Objectives.
1 – Decide whether each statement below agrees with the passage on body image and the media, answering yes or no and quoting the exact words of the passage that settle it.
(a) The writer left out photos of women from the writer's own life.
(b) The writer uses the word "victim" to mean that the media is an evil monster.
(c) The poem asks why the speaker feels most beautiful in a crowd.
2 – Rewrite the passage on body image and the media between "The following poem" and "in the dark?", inclusive, and change "poem" to "verse".
3 – Carry on the passage on body image and the media past its last line.

Text excerpt.
+--
But as much as I try to talk myself around it, I have some deep rooted issues when it comes to seeing myself through a lens that wishes to see faces and bodies like the ones below. I like to take charge of my own life and thoughts and work towards a healthy life view, but in some cases I need to admit to the ways I have been a victim to the media. And I am not intending on using the word victim to imply that the media is an evil monster (though I am not arguing against that, that is just a whole other topic that I am not interested in confronting at the moment).
The following poem speaks to the way that I feel trapped in this mind frame that has been shaped by the images that I have seen my whole life, including both hollywood characters as well as people in my own life, though I thought it inappropriate to include photos of those women (another topic that could be confronted at another time).
Why do I feel most beautiful,
Alone in the dark?
When the beauty I possess,
Is equal to that which I experience?
+--
Material provided.
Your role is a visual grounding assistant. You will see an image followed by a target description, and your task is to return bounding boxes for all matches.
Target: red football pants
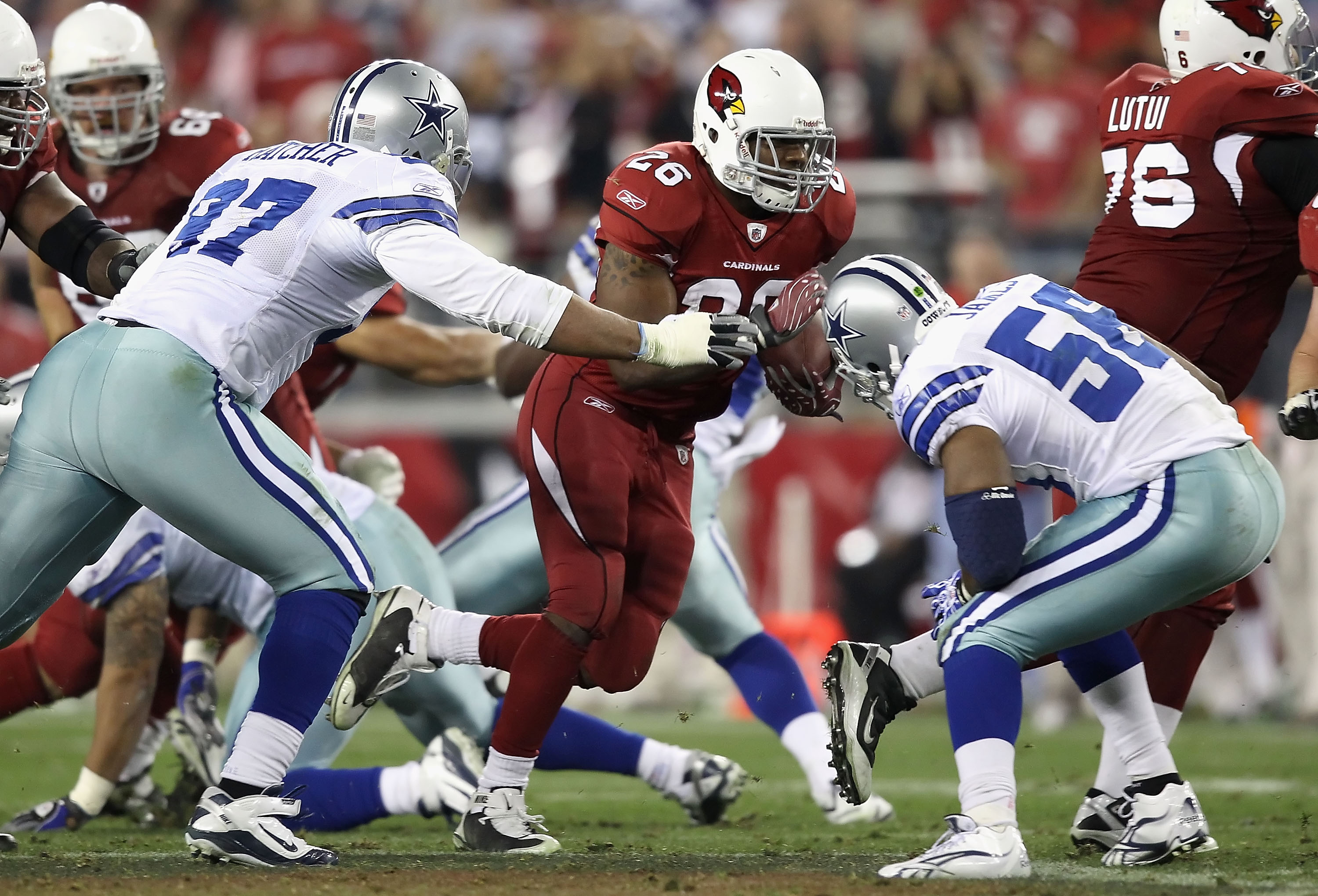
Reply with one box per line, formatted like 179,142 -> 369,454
+--
The replies.
1 –
(a) Yes: "though I thought it inappropriate to include photos of those women"
(b) No: "I am not intending on using the word victim to imply that the media is an evil monster"
(c) No: "Why do I feel most beautiful, Alone in the dark?"

2 –
The following verse speaks to the way that I feel trapped in this mind frame that has been shaped by the images that I have seen my whole life, including both hollywood characters as well as people in my own life, though I thought it inappropriate to include photos of those women (another topic that could be confronted at another time).
Why do I feel most beautiful,
Alone in the dark?

3 –
What has this world done to me,
I could be so beautiful,
It tells me how to feel.
Where can I go,
Inside of my mind,
Where I can run free
And experience
One simple beauty
By one simple beauty?
Or must I walk outside,
Outside of what I know,
It is a trade, maybe,
If I let these thoughts go,
Completely,
They may let go of me.
I do not want to explain,
But this world tells me I must,
And the temptation,
Of the glimpse of knowing,
Almost,
Reaching the answer,
Of how to see myself
Beautiful.
But that sweet temptation lies,
For in the dark I know,
That there is no truth.
Truth is a word that I
Discard the frilly act,
And turn off the light.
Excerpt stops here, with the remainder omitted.